*WHAT THIS EXERCISE ASKS*.
[A] According to the Paul Casson article, what purpose did the sculpture "Peregrine Falcon with Drake Wood Duck" serve? Answer in one to three sentences.
[B] Please transcribe the Paul Casson article from "PLATTSBURGH & Artist" to "Arts in Plattsburgh.".

=== EXERCISE TEXT ===

PLATTSBURGH & Artist and carver Paul Casson creates from sketches, photographs, memory and road kill.
"I have stuff in the freezer," said Casson, who lives in AuSable Forks. "I've been hunting all my life. There are a few victims."
His retrospective exhibition, "Paul Casson: An Exhibit of Paintings and Sculpture," runs through Oct. 30 at the North Country Cultural Center for the Arts in Plattsburgh.
"Peregrine Falcon with Drake Wood Duck" is among the 24 not-for-sale sculptures on exhibit. The work was his sample to give clients an idea of his style when he carved-to-order. Others include "Mature Female Marsh Hawk (Northern Harrier)," "American Kestrel with Grasshopper" and "Male Belted Kingfisher."

=== PROVIDED RECORDS ===

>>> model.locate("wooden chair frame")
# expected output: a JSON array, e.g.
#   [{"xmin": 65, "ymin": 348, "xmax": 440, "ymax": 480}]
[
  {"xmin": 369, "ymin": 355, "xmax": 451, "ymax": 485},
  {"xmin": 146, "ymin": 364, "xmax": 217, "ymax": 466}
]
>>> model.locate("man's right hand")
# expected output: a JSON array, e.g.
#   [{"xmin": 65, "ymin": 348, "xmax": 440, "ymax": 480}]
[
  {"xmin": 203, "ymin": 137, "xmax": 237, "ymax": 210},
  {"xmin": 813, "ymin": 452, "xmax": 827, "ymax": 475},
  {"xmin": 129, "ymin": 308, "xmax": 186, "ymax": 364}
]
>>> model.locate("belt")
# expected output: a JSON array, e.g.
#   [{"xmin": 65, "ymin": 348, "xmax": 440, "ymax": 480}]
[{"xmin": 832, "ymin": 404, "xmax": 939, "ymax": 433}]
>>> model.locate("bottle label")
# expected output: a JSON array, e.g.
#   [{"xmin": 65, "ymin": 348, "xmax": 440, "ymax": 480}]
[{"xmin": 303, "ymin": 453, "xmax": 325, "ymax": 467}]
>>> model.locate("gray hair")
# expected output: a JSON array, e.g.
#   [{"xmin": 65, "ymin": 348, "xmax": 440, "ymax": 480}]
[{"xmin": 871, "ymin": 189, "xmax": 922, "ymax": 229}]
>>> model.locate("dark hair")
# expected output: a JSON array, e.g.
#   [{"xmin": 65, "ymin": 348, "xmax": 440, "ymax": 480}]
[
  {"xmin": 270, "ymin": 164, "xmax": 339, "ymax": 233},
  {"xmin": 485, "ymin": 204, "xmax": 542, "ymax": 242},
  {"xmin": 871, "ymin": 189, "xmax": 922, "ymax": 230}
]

===

*SOLUTIONS IN ORDER*.
[A] It was Casson's sample piece. When he carved to order, he used it to give clients an idea of his style.

[B]
PLATTSBURGH & Artist and carver Paul Casson creates from sketches, photographs, memory and road kill.
"I have stuff in the freezer," said Casson, who lives in AuSable Forks. "I've been hunting all my life. There are a few victims."
His retrospective exhibition, "Paul Casson: An Exhibit of Paintings and Sculpture," runs through Oct. 30 at the North Country Cultural Center for the Arts in Plattsburgh.